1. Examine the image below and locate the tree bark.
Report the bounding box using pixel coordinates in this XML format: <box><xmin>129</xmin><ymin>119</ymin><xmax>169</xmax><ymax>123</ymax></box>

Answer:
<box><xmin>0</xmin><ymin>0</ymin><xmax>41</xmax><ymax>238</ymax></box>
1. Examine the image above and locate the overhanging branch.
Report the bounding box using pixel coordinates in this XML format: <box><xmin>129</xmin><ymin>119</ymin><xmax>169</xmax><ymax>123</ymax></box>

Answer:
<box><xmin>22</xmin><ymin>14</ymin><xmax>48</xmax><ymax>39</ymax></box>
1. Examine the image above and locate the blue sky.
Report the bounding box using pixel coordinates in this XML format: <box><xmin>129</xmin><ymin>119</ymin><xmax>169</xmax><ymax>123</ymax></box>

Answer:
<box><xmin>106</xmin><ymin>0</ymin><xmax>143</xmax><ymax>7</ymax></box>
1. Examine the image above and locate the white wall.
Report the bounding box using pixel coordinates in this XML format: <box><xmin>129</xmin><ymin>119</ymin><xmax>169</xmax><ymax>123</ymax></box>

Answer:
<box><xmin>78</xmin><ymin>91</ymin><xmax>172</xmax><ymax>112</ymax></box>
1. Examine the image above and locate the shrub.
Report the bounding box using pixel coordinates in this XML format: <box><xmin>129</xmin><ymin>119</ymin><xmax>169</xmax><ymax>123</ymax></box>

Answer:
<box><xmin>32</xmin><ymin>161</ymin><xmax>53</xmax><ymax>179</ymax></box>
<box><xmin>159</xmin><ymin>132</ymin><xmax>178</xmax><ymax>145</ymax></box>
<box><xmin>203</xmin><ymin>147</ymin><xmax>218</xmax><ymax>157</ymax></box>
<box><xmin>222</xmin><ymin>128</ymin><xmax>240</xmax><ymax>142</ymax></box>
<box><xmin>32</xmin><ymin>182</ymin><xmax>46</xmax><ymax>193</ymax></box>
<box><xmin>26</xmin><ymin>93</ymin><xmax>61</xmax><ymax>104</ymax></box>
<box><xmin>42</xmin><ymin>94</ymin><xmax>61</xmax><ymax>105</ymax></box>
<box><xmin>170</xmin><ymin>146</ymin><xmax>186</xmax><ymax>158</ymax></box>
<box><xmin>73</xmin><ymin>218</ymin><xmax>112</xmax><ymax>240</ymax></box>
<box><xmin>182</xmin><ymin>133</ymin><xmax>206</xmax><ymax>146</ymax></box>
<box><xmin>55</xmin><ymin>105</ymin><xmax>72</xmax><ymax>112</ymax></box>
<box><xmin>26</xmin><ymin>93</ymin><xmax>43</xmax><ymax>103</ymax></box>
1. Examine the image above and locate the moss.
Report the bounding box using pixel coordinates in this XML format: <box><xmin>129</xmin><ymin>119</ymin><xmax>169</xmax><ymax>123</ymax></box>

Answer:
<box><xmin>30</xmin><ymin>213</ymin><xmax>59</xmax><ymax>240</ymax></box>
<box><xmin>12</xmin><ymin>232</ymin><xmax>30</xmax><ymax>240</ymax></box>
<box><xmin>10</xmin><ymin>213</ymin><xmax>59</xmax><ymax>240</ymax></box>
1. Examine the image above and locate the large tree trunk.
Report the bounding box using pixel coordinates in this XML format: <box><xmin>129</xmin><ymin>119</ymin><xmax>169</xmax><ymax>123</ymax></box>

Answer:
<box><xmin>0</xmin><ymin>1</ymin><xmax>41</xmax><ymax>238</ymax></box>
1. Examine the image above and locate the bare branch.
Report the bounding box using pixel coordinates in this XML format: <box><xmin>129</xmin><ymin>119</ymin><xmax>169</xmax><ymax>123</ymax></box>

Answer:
•••
* WHAT TO WORK ON:
Within the entries above, count each line holding the string "branch". Give only the result.

* RESPONSE TO THIS TASK:
2